What the task requires:
Here are some records. Copy each one exactly.

Stored data
++++++++++++++++++++

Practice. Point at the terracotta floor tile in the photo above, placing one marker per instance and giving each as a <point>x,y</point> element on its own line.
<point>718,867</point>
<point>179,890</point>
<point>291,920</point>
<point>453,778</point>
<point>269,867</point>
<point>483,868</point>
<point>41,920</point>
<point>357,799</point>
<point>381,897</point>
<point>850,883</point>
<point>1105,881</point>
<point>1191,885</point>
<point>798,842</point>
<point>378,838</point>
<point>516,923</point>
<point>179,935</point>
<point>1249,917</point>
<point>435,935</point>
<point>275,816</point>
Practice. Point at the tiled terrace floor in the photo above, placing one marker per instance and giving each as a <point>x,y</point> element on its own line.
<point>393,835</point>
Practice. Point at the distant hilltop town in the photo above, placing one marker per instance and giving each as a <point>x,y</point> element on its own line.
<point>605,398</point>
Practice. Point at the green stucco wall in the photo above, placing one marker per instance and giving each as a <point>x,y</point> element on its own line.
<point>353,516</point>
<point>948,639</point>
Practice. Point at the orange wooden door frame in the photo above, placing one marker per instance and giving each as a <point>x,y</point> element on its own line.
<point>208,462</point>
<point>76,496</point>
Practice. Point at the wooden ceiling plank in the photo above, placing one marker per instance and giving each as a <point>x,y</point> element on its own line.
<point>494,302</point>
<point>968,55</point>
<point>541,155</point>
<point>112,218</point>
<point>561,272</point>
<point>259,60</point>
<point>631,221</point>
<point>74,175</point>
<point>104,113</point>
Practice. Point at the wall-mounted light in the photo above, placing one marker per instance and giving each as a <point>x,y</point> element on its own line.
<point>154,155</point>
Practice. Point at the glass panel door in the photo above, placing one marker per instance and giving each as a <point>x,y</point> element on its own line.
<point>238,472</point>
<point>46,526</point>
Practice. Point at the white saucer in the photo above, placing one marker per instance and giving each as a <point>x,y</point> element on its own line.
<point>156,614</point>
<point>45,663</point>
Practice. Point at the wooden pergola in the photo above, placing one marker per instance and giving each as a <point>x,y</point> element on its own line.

++++++++++++++++++++

Exercise solution:
Practice. Point at the terracotta floor tile in the photo above, placing one marker per instance and giving each as a <point>x,y</point> element on its own line.
<point>718,867</point>
<point>179,890</point>
<point>291,920</point>
<point>453,778</point>
<point>269,867</point>
<point>483,868</point>
<point>41,920</point>
<point>357,799</point>
<point>381,897</point>
<point>850,883</point>
<point>1105,881</point>
<point>1191,885</point>
<point>798,842</point>
<point>378,838</point>
<point>516,923</point>
<point>179,935</point>
<point>1249,917</point>
<point>435,935</point>
<point>275,816</point>
Practice. Point at the tiled terrace floor in the photo above, placing one marker per instance and giving each as a <point>x,y</point> element on its own line.
<point>393,835</point>
Practice. Point at the distant hilltop town in the photo above, placing one marker per instance and giving each as a <point>x,y</point> element on its own line.
<point>605,398</point>
Practice. Point at the green stucco wall in the photo above, placing one marker per instance and giving each as a <point>x,y</point> element on its own line.
<point>353,516</point>
<point>948,639</point>
Practice. Point at the orange wooden door frame in the photo above, placing one marker per instance and giving each as a <point>x,y</point> element on its own line.
<point>208,462</point>
<point>76,496</point>
Practice. Point at the wooden ceiling plank in the photo above, placing one marker per instance and giving each as a <point>x,y</point> element on its own line.
<point>494,302</point>
<point>968,55</point>
<point>541,155</point>
<point>112,218</point>
<point>561,272</point>
<point>259,60</point>
<point>631,221</point>
<point>74,175</point>
<point>104,113</point>
Practice. Point at the wall-mounted light in the photo above, placing one marker per instance and giving each as a <point>x,y</point> element on its own line.
<point>154,155</point>
Practice. Point at the glass panel door in the photo above, placing one marker per instance and giving each as a <point>x,y</point> element on its own line.
<point>238,472</point>
<point>46,526</point>
Practice. Point at the white saucer in the photo above, placing one marker per instance and giving each as a <point>x,y</point> element on its own line.
<point>156,614</point>
<point>45,663</point>
Practice. Point at the wooden pergola in the photo above, placing one marker per instance and giving each as a <point>x,y</point> element on its own line.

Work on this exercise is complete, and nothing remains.